PASSAGE TO READ —
** BEGIN **

Solving Eq. (67) to (70), we have the following

• \(\lambda_{1}^{2} \lambda_{2} + 4\lambda_{3}^{2} \ne \, 0, \, k = \frac{{2 l \lambda_{1} \lambda_{3} }}{{\lambda_{1}^{2} \lambda_{2} + 4\lambda_{3}^{2} }}, \, a = - \frac{{\lambda_{1} }}{2k}, \, \lambda_{1} \ne 0, \, b = - \frac{{2\left( {a l + \lambda_{3} } \right)}}{{k\lambda_{1} }}, \, c = 0\), which produces

  $$u_{13} \left( {x,t} \right) = \left( - \frac{{\lambda_{1}^{2} l}}{{2\left( {2k\lambda_{3} - \lambda_{1} } \right)}} + Ce^{{\frac{{2\left( {al + \lambda_{3} } \right)}}{{k\lambda_{1} }}\left( {kx - l\left( {\frac{{t^{\alpha } }}{\alpha }} \right)} \right)}} \right)^{ - 1} .$$

  (71)
  $$u_{14} \left( {x,t} \right) = - \frac{{4\left( {2k\lambda_{3} - \lambda_{1} l} \right)}}{{\lambda_{1}^{2} }} + \frac{{\left( {2k\lambda_{3} - \lambda_{1} l} \right)}}{{\lambda_{1}^{2} }}{ \tan }\left( {\frac{{\left( {2k\lambda_{3} - \lambda_{1} l} \right)}}{{k\lambda_{1} }}\left( {kx - l\left( {\frac{{t^{\alpha } }}{\alpha }} \right) + C} \right)} \right),$$

  (72)

  and

  $$u_{15} \left( {x,t} \right) = - \frac{{4\left( {2k\lambda_{3} - \lambda_{1} l} \right)}}{{\lambda_{1}^{2} }} - \frac{{\left( {2k\lambda_{3} - \lambda_{1} l} \right)}}{{\lambda_{1}^{2} }}{ \cot }\left( {\frac{{\left( {2k\lambda_{3} - \lambda_{1} l} \right)}}{{k\lambda_{1} }}\left( {kx - l\left( {\frac{{t^{\alpha } }}{\alpha }} \right) + C} \right)} \right),$$

  (73)

** END **

SUPPLIED INFORMATION —
** BEGIN **

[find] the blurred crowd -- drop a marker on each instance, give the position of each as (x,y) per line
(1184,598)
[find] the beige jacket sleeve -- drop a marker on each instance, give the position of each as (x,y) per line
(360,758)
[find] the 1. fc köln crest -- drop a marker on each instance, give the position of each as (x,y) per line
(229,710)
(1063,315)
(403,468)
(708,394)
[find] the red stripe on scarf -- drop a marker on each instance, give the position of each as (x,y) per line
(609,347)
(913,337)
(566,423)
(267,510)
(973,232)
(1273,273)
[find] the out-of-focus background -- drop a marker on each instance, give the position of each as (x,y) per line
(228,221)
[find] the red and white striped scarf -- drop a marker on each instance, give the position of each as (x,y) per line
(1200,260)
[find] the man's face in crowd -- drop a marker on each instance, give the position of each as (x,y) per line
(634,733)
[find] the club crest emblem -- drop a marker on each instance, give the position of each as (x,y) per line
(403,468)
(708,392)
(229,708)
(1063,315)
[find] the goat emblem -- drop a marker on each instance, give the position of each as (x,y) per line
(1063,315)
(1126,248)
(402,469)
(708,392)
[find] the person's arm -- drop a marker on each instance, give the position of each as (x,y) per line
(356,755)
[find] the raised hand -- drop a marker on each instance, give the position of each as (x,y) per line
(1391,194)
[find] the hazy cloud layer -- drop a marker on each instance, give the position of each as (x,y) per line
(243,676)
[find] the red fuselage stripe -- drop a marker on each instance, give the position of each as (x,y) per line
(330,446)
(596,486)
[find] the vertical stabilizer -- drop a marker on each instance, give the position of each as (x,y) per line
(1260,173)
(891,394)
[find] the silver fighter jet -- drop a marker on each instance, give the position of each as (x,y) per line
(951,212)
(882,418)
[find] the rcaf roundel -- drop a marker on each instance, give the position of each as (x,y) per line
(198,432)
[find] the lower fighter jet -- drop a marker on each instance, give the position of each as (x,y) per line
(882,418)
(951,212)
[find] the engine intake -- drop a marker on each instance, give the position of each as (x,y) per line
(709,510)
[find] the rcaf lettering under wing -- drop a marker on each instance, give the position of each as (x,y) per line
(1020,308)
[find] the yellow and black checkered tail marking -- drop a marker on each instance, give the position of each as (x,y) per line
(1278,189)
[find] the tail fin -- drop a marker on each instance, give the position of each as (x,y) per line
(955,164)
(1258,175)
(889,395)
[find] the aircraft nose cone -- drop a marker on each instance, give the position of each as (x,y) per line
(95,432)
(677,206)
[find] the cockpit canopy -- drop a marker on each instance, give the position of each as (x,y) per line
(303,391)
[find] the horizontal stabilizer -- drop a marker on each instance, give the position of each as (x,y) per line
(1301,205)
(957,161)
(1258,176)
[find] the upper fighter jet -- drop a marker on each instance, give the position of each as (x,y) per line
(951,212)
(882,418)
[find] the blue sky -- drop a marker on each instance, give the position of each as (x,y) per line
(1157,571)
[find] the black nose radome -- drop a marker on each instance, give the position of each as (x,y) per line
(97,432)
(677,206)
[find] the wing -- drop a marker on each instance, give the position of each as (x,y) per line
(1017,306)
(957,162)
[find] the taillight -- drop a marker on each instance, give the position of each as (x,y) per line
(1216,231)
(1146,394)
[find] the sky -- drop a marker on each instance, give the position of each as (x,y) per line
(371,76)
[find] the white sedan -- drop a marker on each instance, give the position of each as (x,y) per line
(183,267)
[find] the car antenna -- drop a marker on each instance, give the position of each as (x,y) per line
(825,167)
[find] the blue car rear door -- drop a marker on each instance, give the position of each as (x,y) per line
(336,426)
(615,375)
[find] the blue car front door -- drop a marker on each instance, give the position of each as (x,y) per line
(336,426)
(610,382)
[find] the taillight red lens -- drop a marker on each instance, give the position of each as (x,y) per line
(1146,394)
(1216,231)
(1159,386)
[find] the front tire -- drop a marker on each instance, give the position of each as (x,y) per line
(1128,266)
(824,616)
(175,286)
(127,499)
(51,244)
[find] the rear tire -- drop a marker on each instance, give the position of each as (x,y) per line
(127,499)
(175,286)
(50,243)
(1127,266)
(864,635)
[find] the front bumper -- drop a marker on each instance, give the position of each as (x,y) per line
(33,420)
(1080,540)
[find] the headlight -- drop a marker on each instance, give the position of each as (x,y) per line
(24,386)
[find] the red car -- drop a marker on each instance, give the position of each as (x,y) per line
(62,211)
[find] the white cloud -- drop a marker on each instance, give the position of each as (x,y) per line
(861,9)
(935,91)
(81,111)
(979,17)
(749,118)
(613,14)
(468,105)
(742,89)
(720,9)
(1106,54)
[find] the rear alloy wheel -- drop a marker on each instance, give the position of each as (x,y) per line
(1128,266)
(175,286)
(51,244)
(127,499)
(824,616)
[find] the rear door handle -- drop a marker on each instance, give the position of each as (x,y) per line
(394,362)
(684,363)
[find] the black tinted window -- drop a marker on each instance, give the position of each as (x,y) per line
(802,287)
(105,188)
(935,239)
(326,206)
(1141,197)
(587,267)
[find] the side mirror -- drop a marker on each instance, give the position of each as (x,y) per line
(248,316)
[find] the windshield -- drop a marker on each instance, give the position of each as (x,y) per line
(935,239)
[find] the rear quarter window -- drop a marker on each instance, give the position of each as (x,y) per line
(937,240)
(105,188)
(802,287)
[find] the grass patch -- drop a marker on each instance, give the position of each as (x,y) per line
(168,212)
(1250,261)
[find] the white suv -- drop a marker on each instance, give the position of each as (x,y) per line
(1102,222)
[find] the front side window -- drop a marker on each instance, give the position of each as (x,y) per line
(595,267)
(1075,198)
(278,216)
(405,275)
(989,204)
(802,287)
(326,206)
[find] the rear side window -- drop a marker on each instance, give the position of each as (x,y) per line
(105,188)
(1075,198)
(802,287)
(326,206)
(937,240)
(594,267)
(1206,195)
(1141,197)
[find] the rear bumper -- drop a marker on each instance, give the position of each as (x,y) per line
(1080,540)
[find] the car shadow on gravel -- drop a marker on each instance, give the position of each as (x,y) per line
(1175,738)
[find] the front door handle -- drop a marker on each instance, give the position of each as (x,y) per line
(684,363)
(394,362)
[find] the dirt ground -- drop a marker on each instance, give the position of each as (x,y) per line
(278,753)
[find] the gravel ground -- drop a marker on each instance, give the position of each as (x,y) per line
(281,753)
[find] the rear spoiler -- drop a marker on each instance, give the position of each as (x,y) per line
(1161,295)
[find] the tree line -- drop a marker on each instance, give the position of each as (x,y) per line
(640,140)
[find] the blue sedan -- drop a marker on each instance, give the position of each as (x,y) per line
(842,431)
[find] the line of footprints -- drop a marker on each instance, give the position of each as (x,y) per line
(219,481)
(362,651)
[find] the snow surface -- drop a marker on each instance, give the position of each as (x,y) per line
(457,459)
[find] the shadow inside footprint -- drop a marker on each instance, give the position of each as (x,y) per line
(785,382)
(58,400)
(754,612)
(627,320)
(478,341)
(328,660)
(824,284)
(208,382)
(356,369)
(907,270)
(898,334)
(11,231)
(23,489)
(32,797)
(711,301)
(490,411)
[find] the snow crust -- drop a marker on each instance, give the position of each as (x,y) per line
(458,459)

** END **

REQUIREMENTS —
1. From the equations text, list each solution function it gives, together with the equation number shown for that function.
2. For each statement, say whether the equations text agrees, and quote the deciding words: (a) the stated condition sets c to zero; (b) the function u₁₄ is written with a cotangent; (c) λ₁ is required to be nonzero.

ANSWERS BY TASK —
1.
u₁₃(x,t): (71)
u₁₄(x,t): (72)
u₁₅(x,t): (73)

2.
(a) Yes: "c = 0"
(b) No: "{ \tan }"
(c) Yes: "\lambda_{1} \ne 0"